### Aim of the task
Change each "innermost" in the listing below to "central" and write the whole listing out again with nothing else altered. Leave the pictures out.

Photo-based point labeling data
========================
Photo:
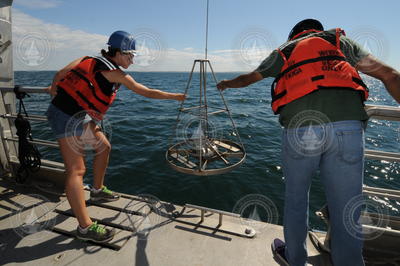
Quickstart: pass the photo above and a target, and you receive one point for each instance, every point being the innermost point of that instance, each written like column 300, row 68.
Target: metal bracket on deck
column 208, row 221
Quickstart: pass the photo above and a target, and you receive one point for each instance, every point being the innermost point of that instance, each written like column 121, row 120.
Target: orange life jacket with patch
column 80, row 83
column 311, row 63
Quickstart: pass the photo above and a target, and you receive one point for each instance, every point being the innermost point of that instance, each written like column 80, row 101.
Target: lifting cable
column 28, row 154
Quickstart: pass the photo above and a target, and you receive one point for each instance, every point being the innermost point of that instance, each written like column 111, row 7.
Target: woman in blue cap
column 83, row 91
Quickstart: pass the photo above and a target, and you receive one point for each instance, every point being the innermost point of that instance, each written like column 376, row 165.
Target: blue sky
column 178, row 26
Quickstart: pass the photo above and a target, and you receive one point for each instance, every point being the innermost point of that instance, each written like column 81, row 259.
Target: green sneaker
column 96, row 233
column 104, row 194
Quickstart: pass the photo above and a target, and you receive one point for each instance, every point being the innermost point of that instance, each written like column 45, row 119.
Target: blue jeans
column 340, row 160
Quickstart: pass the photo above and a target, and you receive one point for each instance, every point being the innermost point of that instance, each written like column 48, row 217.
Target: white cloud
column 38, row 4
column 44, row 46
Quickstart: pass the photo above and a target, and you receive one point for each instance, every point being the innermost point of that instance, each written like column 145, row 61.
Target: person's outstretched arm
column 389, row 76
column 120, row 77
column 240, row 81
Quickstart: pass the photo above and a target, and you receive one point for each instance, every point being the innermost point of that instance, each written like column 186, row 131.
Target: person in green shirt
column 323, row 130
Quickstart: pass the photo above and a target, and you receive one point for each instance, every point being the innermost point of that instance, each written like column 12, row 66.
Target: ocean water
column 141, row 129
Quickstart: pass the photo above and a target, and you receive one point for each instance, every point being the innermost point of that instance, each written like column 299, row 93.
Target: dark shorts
========================
### Response
Photo:
Quickstart: pass the photo above and a target, and you receive one point for each instance, every point being the central point of that instance, each written like column 300, row 68.
Target: metal bracket on deck
column 208, row 221
Quickstart: pass the photo above and a target, and you receive one point for each instance, every point being the central point of that instance, each written like column 121, row 120.
Target: orange life jacket with patch
column 80, row 83
column 311, row 63
Quickstart: pass the photo above and a target, and you receive one point for each instance, every point being the central point of that instance, each written like column 80, row 101.
Target: lifting cable
column 28, row 154
Quickstart: pass the photo above and a target, and you receive one point for each instance, every point being the central point of that instance, each written like column 111, row 7.
Target: woman in blue cap
column 83, row 91
Quickstart: pass the photo above and a target, and you receive one point for each instance, every point being the central point of that instance, each written like column 376, row 165.
Target: blue sky
column 178, row 26
Quickstart: pass the photo above and a target, and you receive one point for each instance, every point being the central point of that instance, each written like column 81, row 259.
Target: green sneaker
column 96, row 233
column 104, row 194
Quickstart: pass the photo above and a target, and you receive one point for each instance, every point being the central point of that instance, each written like column 45, row 119.
Target: blue jeans
column 340, row 160
Quickstart: pass the photo above and a target, and you receive one point for each instance, every point being the central point of that instance, each written like column 48, row 217.
Target: white cloud
column 38, row 4
column 44, row 46
Quickstart: pass the photo above and a target, and you receive one point for each instance, every point being the central point of that instance, each written like column 145, row 61.
Target: person's outstretched arm
column 389, row 76
column 120, row 77
column 240, row 81
Quickstart: pass the photo above and a target, and you receive one point for each instance, every point being the central point of that instance, each written like column 186, row 131.
Target: person in green shirt
column 323, row 130
Quickstart: pass the photo above and a target, and you receive one point for each instance, every point being the central point of that instance, each written like column 12, row 66.
Target: ocean water
column 141, row 129
Quickstart: pass the photo above and a target, and you receive one point for each instance, every point being the central point of that instance, each written like column 299, row 93.
Target: dark shorts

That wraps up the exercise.